> **EXCERPTED TEXT**

>>

Courtesy of Metro Transit

The line will have 21 stations and run mostly along Interstate 94. It will include park-and-ride facilities in Woodbury and near 3M. Buses will run every 10 or 15 minutes, and terminate at Union Depot in downtown St. Paul, a few steps from the east end of the Twin Cities light rail system, providing a connection as far west as Eden Prairie, with only one bus-to-train changeover. 

“It’s definitely not just a commuter line,” said Beckwith. “It’s much more about connecting everyone in between ... shopping and restaurants. We already see all kinds of development coming in and there’s much more planned.” 

Metropolitan Council planner Amy Yoder said there are already plans for more than $1 billion of development along the route, much of it for multi-family housing, in the expectation that people will want to live with easy access to transit. 

And Yoder said there’s likely to be more, if other projects are any indication: “In communities where there’s enough density, and enough resources, that creates kind of a feedback loop, with high-quality transit. As that network builds up, there’s more investment.” 

Yoder said that’s still happening, years after the Blue Line and Green Line trains started service. 

One of the Gold Line stops in Oakdale has already attracted an apartment development of 71 units, many of which will be designed for people with developmental and intellectual disabilities. 

The engineering and planning work means that the project is ready to go out for construction bids. Utility relocation will likely start this spring, and full-fledged construction of the transitway and stations later this year. Passenger service is expected to start in 2025. 

Ramsey and Washington counties are picking up about half the cost, with the Federal Transit Administration and some local contributions making up the rest. Initial estimates are of more than 6,000 daily riders along the line, with ridership expected to grow.

<<

> **WHAT THE TASK REQUIRES**
Reproduce the stretch of the Gold Line article from "Metropolitan Council planner" through "access to transit.", word for word. The data that comes next has no connection to the Gold Line article.

> **ENTRIES PROVIDED**
>>

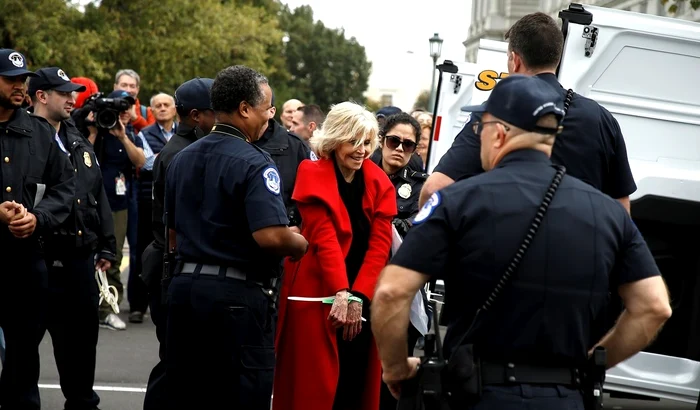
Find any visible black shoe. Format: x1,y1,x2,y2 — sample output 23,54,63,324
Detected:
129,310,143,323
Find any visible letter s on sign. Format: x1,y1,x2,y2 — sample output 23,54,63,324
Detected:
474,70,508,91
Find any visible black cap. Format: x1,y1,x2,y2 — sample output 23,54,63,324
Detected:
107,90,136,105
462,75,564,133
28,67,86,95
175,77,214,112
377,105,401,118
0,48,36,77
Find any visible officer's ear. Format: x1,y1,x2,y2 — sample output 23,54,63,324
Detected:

<<
>>

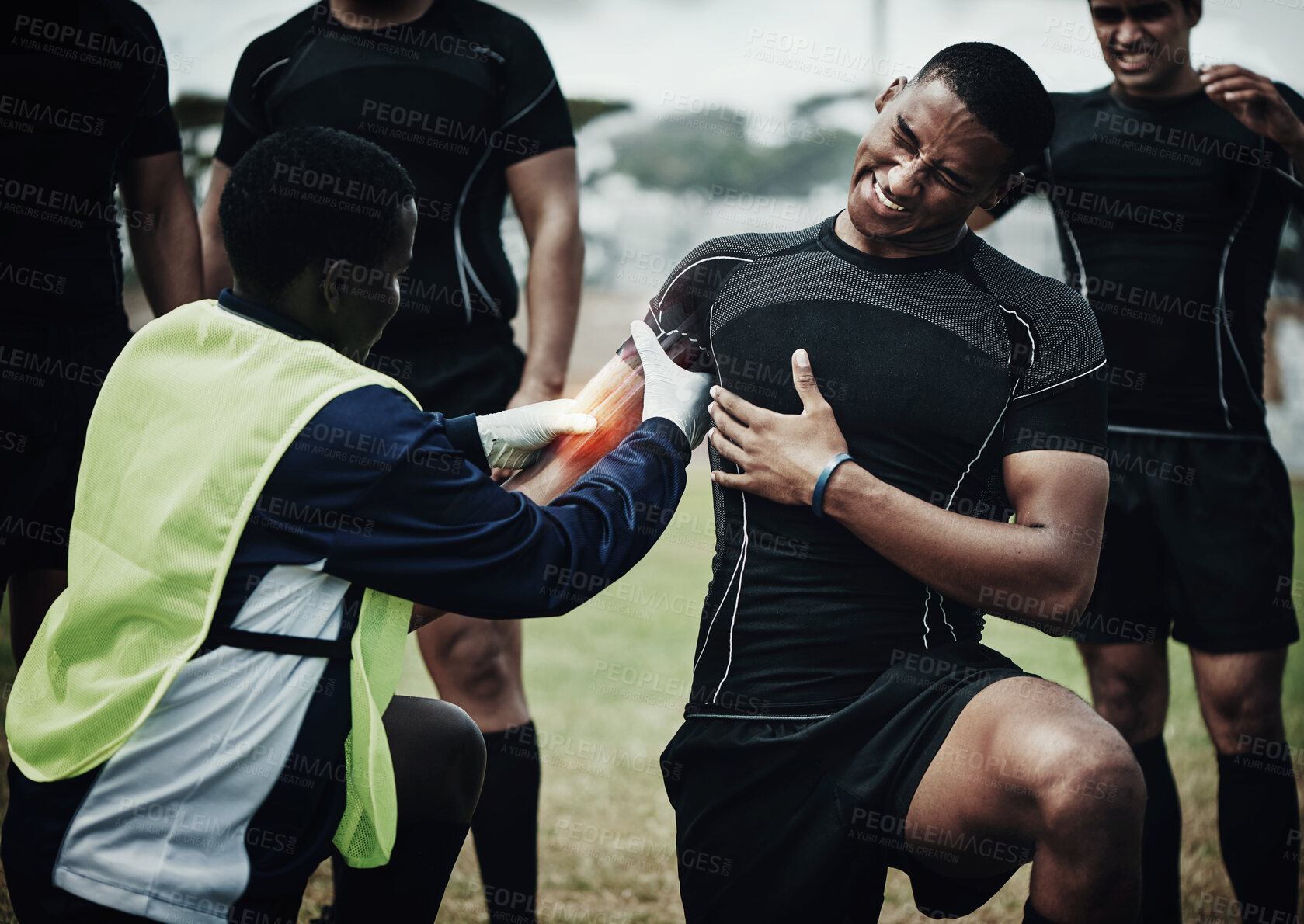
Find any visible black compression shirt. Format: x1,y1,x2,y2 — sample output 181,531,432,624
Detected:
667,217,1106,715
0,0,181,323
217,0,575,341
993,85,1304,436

<<
>>

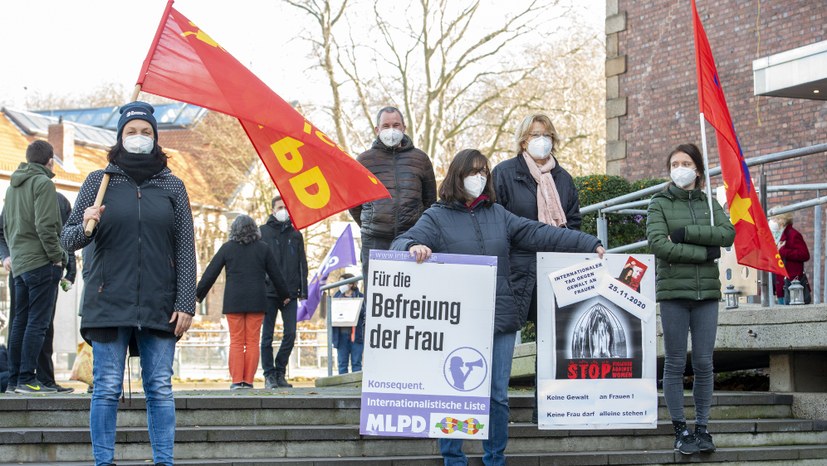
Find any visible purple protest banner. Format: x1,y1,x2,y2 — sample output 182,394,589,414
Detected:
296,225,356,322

<<

> **EXERCISE SOLUTION**
Metropolitan Council planner Amy Yoder said there are already plans for more than $1 billion of development along the route, much of it for multi-family housing, in the expectation that people will want to live with easy access to transit.